*** Recorded data

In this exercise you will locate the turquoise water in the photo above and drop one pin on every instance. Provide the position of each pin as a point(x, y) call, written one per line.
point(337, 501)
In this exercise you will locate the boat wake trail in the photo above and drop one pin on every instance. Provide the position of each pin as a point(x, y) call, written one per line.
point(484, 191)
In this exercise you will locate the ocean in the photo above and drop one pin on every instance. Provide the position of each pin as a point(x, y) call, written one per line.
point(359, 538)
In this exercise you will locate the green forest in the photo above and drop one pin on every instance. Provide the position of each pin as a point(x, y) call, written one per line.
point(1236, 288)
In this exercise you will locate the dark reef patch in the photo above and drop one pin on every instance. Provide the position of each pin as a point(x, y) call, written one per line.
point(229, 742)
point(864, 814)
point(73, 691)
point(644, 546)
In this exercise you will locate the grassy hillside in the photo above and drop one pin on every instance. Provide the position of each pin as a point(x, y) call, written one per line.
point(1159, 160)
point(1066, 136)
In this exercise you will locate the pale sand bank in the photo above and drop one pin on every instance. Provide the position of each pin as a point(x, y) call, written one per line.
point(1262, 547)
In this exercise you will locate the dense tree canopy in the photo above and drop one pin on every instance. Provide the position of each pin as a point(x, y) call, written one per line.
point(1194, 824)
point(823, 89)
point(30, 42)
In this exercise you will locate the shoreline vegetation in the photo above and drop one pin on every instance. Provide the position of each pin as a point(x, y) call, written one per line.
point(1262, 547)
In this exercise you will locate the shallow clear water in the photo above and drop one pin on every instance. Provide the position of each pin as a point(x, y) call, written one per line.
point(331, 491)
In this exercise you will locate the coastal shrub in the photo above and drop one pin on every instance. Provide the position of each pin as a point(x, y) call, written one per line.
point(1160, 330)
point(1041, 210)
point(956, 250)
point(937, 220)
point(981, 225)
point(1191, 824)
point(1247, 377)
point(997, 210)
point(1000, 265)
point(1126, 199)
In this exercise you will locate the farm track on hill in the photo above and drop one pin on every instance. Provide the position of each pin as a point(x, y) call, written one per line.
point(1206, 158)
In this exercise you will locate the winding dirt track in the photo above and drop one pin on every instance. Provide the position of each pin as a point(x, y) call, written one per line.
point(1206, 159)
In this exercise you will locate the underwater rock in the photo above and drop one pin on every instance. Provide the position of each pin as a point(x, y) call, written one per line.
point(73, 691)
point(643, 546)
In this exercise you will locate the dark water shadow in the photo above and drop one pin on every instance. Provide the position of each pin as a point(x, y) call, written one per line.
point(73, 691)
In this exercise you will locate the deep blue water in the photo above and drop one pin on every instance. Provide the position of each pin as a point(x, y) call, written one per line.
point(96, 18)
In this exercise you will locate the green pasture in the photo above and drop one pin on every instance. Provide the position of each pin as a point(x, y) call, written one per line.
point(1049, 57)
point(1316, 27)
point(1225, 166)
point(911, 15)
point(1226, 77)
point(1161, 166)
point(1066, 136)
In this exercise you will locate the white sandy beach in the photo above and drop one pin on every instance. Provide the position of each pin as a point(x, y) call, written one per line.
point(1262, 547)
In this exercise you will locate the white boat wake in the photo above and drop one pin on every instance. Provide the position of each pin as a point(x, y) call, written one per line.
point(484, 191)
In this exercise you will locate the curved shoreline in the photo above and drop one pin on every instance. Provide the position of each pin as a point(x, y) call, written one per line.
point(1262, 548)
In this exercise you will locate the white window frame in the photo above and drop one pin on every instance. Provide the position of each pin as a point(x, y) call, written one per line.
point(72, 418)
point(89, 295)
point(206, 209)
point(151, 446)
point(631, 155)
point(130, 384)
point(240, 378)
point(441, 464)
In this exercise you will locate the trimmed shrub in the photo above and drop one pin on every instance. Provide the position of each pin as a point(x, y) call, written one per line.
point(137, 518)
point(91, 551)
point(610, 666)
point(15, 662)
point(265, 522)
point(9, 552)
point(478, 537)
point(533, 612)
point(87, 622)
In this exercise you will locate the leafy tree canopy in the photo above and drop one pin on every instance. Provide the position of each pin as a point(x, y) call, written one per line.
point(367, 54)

******

## Stated problem
Edit the lines from the one containing "In this exercise you will locate the dense" through the one containing "point(643, 546)", replacing "coastal shrub" with "coastal bush" and leaving everything else unchanged. Return only those lines.

## Reply to the exercise
In this exercise you will locate the dense tree canopy in the photo above and drop one pin on every instance. Provide the position of each pin as a point(x, y) call, written one per line.
point(1194, 824)
point(823, 89)
point(30, 42)
In this exercise you will locate the shoreline vegetation in the photo above and drop one pin on every instance. Provide the position of each pin as a point(x, y) call, written one per line.
point(1262, 547)
In this exercise you will locate the shallow clear water in the photo above and drop one pin on every instance. Provide the position of each pin as a point(x, y) call, written one per line.
point(331, 491)
In this exercise you will locate the coastal bush in the photo above and drop one pin on every instance. Provide the position of each pin as a point(x, y) call, written one per line.
point(1160, 330)
point(1041, 210)
point(956, 250)
point(937, 220)
point(981, 225)
point(1191, 824)
point(1247, 377)
point(997, 210)
point(1000, 265)
point(1126, 199)
In this exercise you will locate the farm track on hill in the photo above and drop one pin on every instance. Provide the position of each pin as a point(x, y) call, written one per line.
point(1206, 158)
In this exercise you will locate the winding dirt track in the photo above and drop one pin on every instance. Provide the position of each pin as a point(x, y) call, written one per line.
point(1206, 159)
In this exercise you will locate the underwater rock in the photo above and drop one pin on every instance. Provide the position of each pin as a point(x, y) call, written one per line.
point(73, 691)
point(643, 546)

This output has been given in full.